Task a:
Rewrite the records from the line containing "tag=train's front end" through the final line of the records, substituting "Coordinate format" for every occurrence of "Box format" and leaving everything else unchanged.

++++ Excerpt ++++

I disagree. There was an inconsistency in the way in which the process of fingerprint matching was described by the trial judge and the evidence given; the jury could well have been unsure whether fingerprint matching involved a matter of simply reaching a sufficient number of points of similarity or not, rather than the overall ACE-V process. More importantly, the judge’s summary would have left the jury with the impression that the process undertaken had been completed to a point that established certainty when this was not supported by the evidence.
Ground 3 is made out.
Ground 4 – Permitting hearsay evidence to be adduced on verification
At trial, defence counsel challenged the evidence of Senior Constable Gordon in a variety of ways. There were two specific matters emphasised: (1) the incomplete nature of the verification process and the incomplete evidence on that process, (2) the lack of any independent evidence of a positive verification of Senior Constable Gordon’s findings.
At the conclusion of cross-examination Senior Constable Gordon conceded that neither the process of fingerprint matching nor the evidence was complete without verification:
You gave evidence before that you try to get rid of the subjective aspects and the possibility of human error by the verification and that’s what the ‘V’ in ACE-V stands for, isn’t it --- That’s correct.
So that involves an independent expert other than you providing that analysis/comparison/evaluation in blind circumstances? --- Not in blind circumstances, no.
Is it simply a matter of checking off the work that you’ve done? --- It’s a matter of I hand sign for the work I’ve done, they are aware that that has occurred because my signature appears on an identification slip, and it is then checked by another expert, but they are aware that a verification has been made – sorry, aware an identification has been made.
Just bear with me a moment. Until that step’s been taken the process is incomplete? --- That’s correct.
And so the evidence in relation to it is incomplete? --- That’s correct.
During the course of re-examination Senior Constable Gordon clarified that the verification process did not involve someone else checking off the work he had done but rather conducting for themselves their own analysis, comparison and evaluation of the fingerprints and either agreeing or disagreeing with the initial result. In response to questions by the trial judge he also gave evidence that in this case there had been three verification processes undertaken. The exchange between the trial judge and the witness was as follows:
[T]wo propositions have been put to you. Which do you say is correct? In other words, I remind you, does the person who checks your work do the exercise all over again that you’ve conducted, or does the person only look at your work and then certify that your work has been conducted in accordance with recognised practice? --- The person conducting the verification of my work does it in accordance with the practice.
Certifies that you’ve done it in accordance with the practice? --- Certifies it and signs off.
Doesn’t do the job over again? --- No, they do, they do their own examination in the way they would do it and they will either agree or disagree. In this case it’s been through three verification processes.

++++

Task b:
Continue the court judgment excerpt on fingerprint verification evidence from the point at which it ends.

++++ Supplied records ++++

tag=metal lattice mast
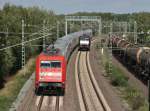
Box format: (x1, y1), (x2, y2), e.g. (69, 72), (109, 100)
(134, 21), (137, 44)
(57, 21), (59, 39)
(21, 20), (25, 75)
(43, 20), (46, 51)
(65, 20), (68, 36)
(109, 23), (113, 74)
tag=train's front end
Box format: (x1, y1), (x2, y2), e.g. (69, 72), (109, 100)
(35, 54), (66, 94)
(79, 35), (91, 50)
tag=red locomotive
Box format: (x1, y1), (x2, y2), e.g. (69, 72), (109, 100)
(35, 30), (91, 95)
(35, 53), (66, 94)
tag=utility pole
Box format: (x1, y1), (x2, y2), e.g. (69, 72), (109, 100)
(43, 20), (46, 51)
(98, 19), (102, 36)
(22, 20), (25, 75)
(6, 27), (9, 45)
(57, 21), (59, 39)
(134, 21), (137, 44)
(65, 20), (68, 36)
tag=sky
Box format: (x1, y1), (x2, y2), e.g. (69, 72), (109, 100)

++++

Task result a:
tag=train's front end
Coordinate format: (x1, y1), (x2, y2), e.g. (69, 72), (109, 100)
(35, 54), (66, 94)
(79, 35), (91, 50)
tag=red locomotive
Coordinate format: (x1, y1), (x2, y2), e.g. (69, 72), (109, 100)
(35, 30), (91, 95)
(35, 53), (66, 94)
tag=utility pole
Coordinate format: (x1, y1), (x2, y2), e.g. (69, 72), (109, 100)
(43, 20), (46, 51)
(98, 19), (102, 36)
(22, 20), (25, 75)
(6, 27), (9, 45)
(57, 21), (59, 39)
(134, 21), (137, 44)
(65, 20), (68, 36)
tag=sky
Coordinate format: (x1, y1), (x2, y2), e.g. (69, 72), (109, 100)

Task result b:
The trial judge succeeded in clarifying the evidence of the verification process with a question:
Now, the person that does an exercise after you, does that person go through that complete process independently, or does that person simply look at documentation that you’ve written down and say, ‘Well, you’ve followed the steps’ and don’t do their own intellectual comparison? --- No, I’m sorry, they do a full comparison of the two fingerprints and come to their own independent conclusion.
Counsel for the Director of Public Prosecutions sought to take the matter further:
So the process is essentially done twice, is that what you’re saying? --- Yes. Yes.
And in this case were both conclusions the same?
At this stage defence counsel objected that the witness could not give evidence about the results obtained by a separate person who had undertaken an independent process of verification. In front of the jury there was a discussion between the trial judge and defence counsel as to whether the witness had already given the same evidence in cross-examination.
His Honour: The facts that this witness gives are, it’s my understanding, his work was checked by someone else and that person approved of or reached the same view that the witness reached.
Defence counsel: In my submission, your Honour, that’s evidence that he simply can’t give.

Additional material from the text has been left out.